» **Your instructions**
Recast the items below as a Markdown table with the columns n and Line, giving each line its own numbered row. Skip blank lines and leave the pictures out.

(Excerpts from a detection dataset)
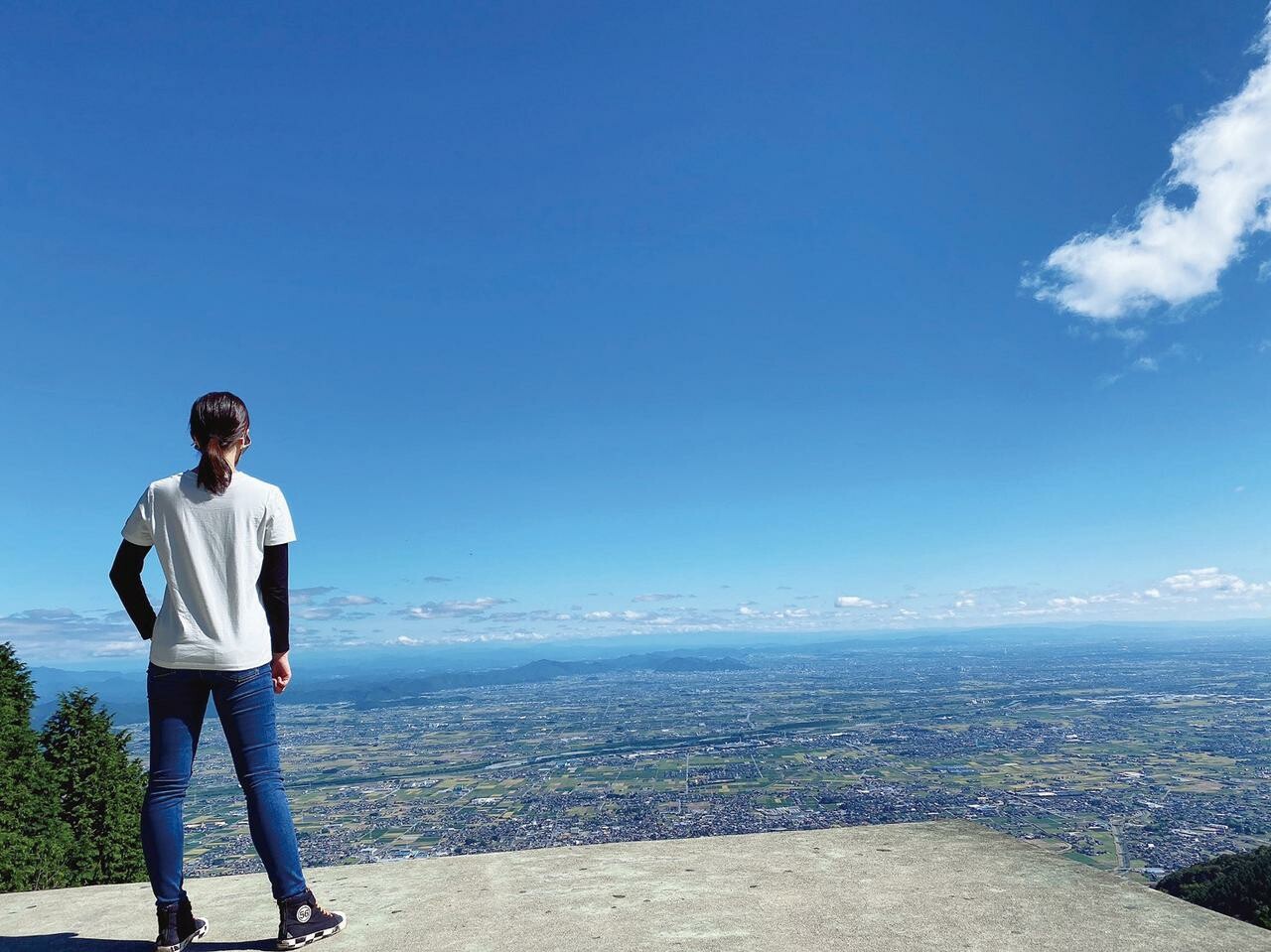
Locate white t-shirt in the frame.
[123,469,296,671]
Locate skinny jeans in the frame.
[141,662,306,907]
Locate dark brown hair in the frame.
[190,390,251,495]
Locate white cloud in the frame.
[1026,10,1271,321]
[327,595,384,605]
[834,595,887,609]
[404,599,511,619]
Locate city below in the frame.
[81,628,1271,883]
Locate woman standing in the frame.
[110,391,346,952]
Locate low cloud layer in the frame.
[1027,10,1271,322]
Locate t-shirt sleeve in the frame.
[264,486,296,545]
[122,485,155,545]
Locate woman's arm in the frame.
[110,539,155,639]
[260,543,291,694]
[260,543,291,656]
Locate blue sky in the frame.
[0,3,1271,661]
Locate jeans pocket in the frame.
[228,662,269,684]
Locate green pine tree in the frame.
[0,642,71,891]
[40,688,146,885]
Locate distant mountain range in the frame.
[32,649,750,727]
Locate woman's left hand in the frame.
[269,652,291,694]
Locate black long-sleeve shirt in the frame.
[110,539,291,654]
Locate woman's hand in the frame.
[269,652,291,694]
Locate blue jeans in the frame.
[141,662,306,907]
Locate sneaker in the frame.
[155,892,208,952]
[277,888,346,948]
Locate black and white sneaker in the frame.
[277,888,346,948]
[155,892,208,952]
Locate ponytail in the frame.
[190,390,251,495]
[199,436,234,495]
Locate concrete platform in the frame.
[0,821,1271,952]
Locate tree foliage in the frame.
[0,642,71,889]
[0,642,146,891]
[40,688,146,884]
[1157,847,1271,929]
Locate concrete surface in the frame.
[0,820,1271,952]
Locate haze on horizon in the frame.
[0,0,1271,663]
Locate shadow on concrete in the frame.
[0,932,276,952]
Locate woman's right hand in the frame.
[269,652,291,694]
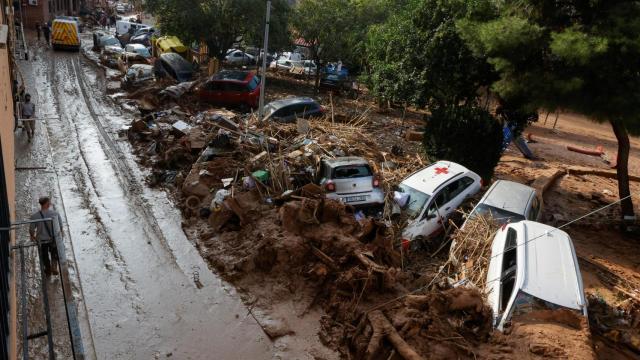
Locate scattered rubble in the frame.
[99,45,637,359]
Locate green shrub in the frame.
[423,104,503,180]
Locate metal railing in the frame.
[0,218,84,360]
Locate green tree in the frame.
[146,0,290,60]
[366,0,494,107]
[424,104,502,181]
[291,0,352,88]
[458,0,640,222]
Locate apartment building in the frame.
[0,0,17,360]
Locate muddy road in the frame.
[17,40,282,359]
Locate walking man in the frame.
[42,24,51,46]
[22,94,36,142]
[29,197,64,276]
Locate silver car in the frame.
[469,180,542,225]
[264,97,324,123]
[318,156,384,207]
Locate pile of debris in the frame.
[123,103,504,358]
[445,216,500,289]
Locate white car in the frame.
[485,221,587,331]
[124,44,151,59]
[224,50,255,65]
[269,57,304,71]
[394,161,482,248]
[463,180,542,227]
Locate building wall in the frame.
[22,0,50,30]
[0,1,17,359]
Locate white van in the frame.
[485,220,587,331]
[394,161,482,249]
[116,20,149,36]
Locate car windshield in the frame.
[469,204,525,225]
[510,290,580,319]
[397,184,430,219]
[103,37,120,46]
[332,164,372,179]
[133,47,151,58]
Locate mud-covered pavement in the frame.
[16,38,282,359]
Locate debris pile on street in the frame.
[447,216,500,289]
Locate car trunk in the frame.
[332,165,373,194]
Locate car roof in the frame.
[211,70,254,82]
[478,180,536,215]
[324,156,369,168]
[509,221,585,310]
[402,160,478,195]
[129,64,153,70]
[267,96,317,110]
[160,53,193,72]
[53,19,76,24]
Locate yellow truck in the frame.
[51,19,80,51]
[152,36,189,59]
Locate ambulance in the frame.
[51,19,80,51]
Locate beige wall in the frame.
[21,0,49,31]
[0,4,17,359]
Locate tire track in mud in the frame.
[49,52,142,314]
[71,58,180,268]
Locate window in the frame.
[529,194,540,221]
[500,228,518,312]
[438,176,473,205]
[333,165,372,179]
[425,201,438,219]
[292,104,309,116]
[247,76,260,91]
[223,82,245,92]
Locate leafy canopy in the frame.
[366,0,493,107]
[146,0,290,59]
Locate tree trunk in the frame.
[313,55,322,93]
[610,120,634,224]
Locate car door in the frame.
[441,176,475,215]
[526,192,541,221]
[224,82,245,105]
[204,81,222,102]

» **Worked solution**
| n | Line |
|---|---|
| 1 | Locate white t-shirt in the frame. |
| 2 | [123,469,296,671] |
| 3 | Locate skinny jeans in the frame. |
| 4 | [141,662,306,907] |
| 5 | Locate dark brown hair in the frame. |
| 6 | [190,390,251,495] |
| 7 | Locate white cloud in the frame. |
| 8 | [1026,10,1271,321] |
| 9 | [327,595,384,605] |
| 10 | [834,595,887,609] |
| 11 | [404,599,511,619] |
| 12 | Locate city below in the frame. |
| 13 | [81,628,1271,883] |
| 14 | Locate woman standing in the frame. |
| 15 | [110,391,346,952] |
| 16 | Locate low cloud layer in the frame. |
| 17 | [1027,10,1271,322] |
| 18 | Locate t-shirt sleeve in the frame. |
| 19 | [264,486,296,545] |
| 20 | [122,485,155,545] |
| 21 | Locate woman's arm in the frame. |
| 22 | [110,539,155,639] |
| 23 | [260,543,291,694] |
| 24 | [260,543,291,656] |
| 25 | Locate blue sky in the frame. |
| 26 | [0,3,1271,661] |
| 27 | Locate jeans pocket in the frame. |
| 28 | [228,662,269,684] |
| 29 | Locate green pine tree in the frame. |
| 30 | [0,642,71,891] |
| 31 | [40,688,146,885] |
| 32 | Locate distant mountain range in the frame. |
| 33 | [32,649,750,727] |
| 34 | Locate woman's left hand in the frame. |
| 35 | [269,652,291,694] |
| 36 | Locate black long-sleeve shirt in the frame. |
| 37 | [110,539,291,654] |
| 38 | Locate woman's hand in the frame. |
| 39 | [269,652,291,694] |
| 40 | Locate blue jeans in the frame. |
| 41 | [141,662,306,907] |
| 42 | Locate sneaker in the frame. |
| 43 | [155,892,208,952] |
| 44 | [277,888,346,948] |
| 45 | Locate black and white sneaker in the frame. |
| 46 | [277,888,346,948] |
| 47 | [155,892,208,952] |
| 48 | Locate ponytail in the frame. |
| 49 | [190,390,251,495] |
| 50 | [199,436,234,495] |
| 51 | Locate concrete platform in the frame. |
| 52 | [0,821,1271,952] |
| 53 | Locate tree foliage in the frame. |
| 54 | [0,642,71,889] |
| 55 | [0,642,146,891] |
| 56 | [40,688,146,884] |
| 57 | [1157,847,1271,929] |
| 58 | Locate concrete surface in the frame. |
| 59 | [0,820,1271,952] |
| 60 | Locate haze on horizon in the frame. |
| 61 | [0,0,1271,663] |
| 62 | Locate shadow on concrete in the frame. |
| 63 | [0,932,276,952] |
| 64 | Locate woman's right hand in the frame. |
| 65 | [269,652,291,694] |
| 66 | Locate scattered rubble in the frame. |
| 67 | [99,45,637,359] |
| 68 | Locate green shrub in the frame. |
| 69 | [423,104,503,180] |
| 70 | Locate metal railing in the frame. |
| 71 | [0,218,84,360] |
| 72 | Locate green tree in the frame. |
| 73 | [146,0,290,60] |
| 74 | [366,0,494,107] |
| 75 | [424,104,502,181] |
| 76 | [291,0,352,88] |
| 77 | [458,0,640,222] |
| 78 | Locate apartment building in the frame. |
| 79 | [0,0,17,360] |
| 80 | Locate muddy road in the frame. |
| 81 | [17,40,282,359] |
| 82 | Locate walking man in the frame. |
| 83 | [42,24,51,46] |
| 84 | [22,94,36,142] |
| 85 | [29,197,64,276] |
| 86 | Locate silver car in the frame. |
| 87 | [469,180,542,225] |
| 88 | [264,97,324,123] |
| 89 | [318,156,384,207] |
| 90 | Locate pile of debris in the frame. |
| 91 | [123,103,504,358] |
| 92 | [445,216,500,289] |
| 93 | Locate white car in the frame. |
| 94 | [485,221,587,331] |
| 95 | [124,44,151,59] |
| 96 | [224,50,255,65] |
| 97 | [269,57,304,71] |
| 98 | [394,161,482,248] |
| 99 | [463,180,542,227] |
| 100 | Locate building wall in the frame. |
| 101 | [22,0,50,30] |
| 102 | [0,1,17,359] |
| 103 | Locate white van in the frame. |
| 104 | [485,220,587,331] |
| 105 | [394,161,482,249] |
| 106 | [116,20,149,36] |
| 107 | Locate car windshield in the frame. |
| 108 | [469,204,525,225] |
| 109 | [510,290,580,319] |
| 110 | [397,184,430,219] |
| 111 | [103,37,120,46] |
| 112 | [332,164,372,179] |
| 113 | [133,47,151,58] |
| 114 | Locate mud-covered pavement in the frame. |
| 115 | [16,38,282,359] |
| 116 | Locate debris pile on street in the frame. |
| 117 | [447,216,500,289] |
| 118 | Locate car trunk in the frame. |
| 119 | [332,165,373,194] |
| 120 | Locate car roof in the frame. |
| 121 | [211,70,254,82] |
| 122 | [478,180,536,215] |
| 123 | [324,156,369,168] |
| 124 | [509,221,585,310] |
| 125 | [402,160,478,195] |
| 126 | [129,64,153,70] |
| 127 | [267,96,317,110] |
| 128 | [160,53,193,72] |
| 129 | [53,19,76,24] |
| 130 | Locate yellow truck in the frame. |
| 131 | [51,19,80,51] |
| 132 | [152,36,189,59] |
| 133 | Locate ambulance in the frame. |
| 134 | [51,19,80,51] |
| 135 | Locate beige wall in the frame. |
| 136 | [21,0,49,31] |
| 137 | [0,4,17,359] |
| 138 | Locate tire track in mud in the frame. |
| 139 | [49,52,142,314] |
| 140 | [71,58,180,268] |
| 141 | Locate window in the frame. |
| 142 | [529,194,540,221] |
| 143 | [500,228,518,312] |
| 144 | [438,176,473,205] |
| 145 | [333,165,372,179] |
| 146 | [425,201,438,219] |
| 147 | [292,104,309,116] |
| 148 | [247,76,260,91] |
| 149 | [223,82,245,92] |
| 150 | Locate leafy canopy in the frame. |
| 151 | [366,0,493,107] |
| 152 | [146,0,290,59] |
| 153 | Locate tree trunk in the frame. |
| 154 | [313,55,322,93] |
| 155 | [610,120,634,224] |
| 156 | Locate car door in the frame. |
| 157 | [441,176,475,215] |
| 158 | [526,192,541,221] |
| 159 | [224,82,245,105] |
| 160 | [204,81,222,102] |